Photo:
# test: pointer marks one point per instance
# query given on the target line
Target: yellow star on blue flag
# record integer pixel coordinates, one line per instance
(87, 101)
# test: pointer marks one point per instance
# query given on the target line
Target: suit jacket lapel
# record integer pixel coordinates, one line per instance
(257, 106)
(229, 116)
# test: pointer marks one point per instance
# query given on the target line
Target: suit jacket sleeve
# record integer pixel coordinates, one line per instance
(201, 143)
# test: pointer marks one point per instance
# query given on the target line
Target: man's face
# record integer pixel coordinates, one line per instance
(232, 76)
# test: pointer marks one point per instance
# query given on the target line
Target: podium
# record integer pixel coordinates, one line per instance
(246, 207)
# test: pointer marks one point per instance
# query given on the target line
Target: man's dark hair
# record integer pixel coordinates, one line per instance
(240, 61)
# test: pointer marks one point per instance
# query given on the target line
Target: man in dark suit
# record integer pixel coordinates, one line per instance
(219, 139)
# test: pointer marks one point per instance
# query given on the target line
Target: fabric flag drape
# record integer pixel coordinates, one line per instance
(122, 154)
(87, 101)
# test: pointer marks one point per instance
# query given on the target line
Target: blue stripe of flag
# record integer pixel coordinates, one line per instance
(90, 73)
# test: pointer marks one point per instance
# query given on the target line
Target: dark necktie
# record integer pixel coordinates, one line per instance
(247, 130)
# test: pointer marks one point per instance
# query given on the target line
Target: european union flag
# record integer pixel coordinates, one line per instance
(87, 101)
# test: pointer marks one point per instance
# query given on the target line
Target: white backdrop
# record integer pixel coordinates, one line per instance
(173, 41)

---

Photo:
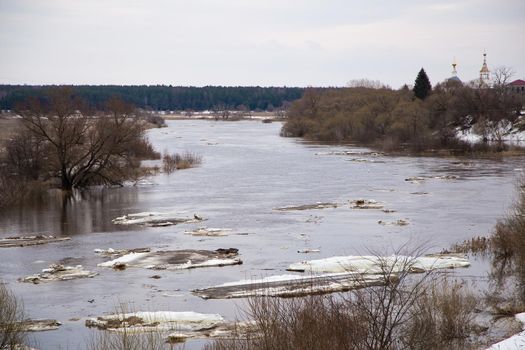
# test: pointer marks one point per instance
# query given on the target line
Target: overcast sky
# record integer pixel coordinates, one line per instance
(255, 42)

■ GIVEN EXERCISE ■
Collect every line in the entries above that contains the word "flag", and copy each one in full.

■ ANSWER FOR THE TASK ■
Target: yellow star on blue flag
Target: fabric flag drape
Target: blue stripe of flag
Target: european union flag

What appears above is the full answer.